--- Data shown ---

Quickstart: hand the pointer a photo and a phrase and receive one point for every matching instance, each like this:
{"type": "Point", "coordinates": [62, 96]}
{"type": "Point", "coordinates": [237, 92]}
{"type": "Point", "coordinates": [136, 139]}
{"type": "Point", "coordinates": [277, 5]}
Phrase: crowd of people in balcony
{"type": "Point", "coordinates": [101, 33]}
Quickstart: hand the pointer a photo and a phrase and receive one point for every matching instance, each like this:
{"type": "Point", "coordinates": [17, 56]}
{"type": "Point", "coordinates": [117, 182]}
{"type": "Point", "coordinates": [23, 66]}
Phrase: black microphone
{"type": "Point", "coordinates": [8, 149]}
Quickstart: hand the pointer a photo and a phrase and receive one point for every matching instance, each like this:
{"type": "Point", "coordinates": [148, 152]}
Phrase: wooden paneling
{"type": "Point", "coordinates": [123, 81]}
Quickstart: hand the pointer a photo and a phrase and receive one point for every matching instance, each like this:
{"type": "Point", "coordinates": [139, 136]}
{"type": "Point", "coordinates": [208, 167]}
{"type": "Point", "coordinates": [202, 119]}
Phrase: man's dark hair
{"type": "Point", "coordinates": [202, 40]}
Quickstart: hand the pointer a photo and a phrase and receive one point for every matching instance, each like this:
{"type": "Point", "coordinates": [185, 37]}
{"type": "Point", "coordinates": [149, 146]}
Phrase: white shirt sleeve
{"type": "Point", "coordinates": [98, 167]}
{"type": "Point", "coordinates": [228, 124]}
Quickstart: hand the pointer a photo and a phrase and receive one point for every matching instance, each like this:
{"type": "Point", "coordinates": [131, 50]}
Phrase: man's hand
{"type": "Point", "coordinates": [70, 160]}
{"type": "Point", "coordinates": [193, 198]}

---

Switch "balcony" to "gallery" in the lines from the start of the records through the line holding "Phrase: crowd of people in balcony", inclusive. Give only those lines again, with everything else unchanged.

Quickstart: hand the pointer a photo and a phrase and receive one point for every matching instance, each like this:
{"type": "Point", "coordinates": [62, 96]}
{"type": "Point", "coordinates": [237, 92]}
{"type": "Point", "coordinates": [136, 139]}
{"type": "Point", "coordinates": [277, 5]}
Phrase: crowd of people in gallery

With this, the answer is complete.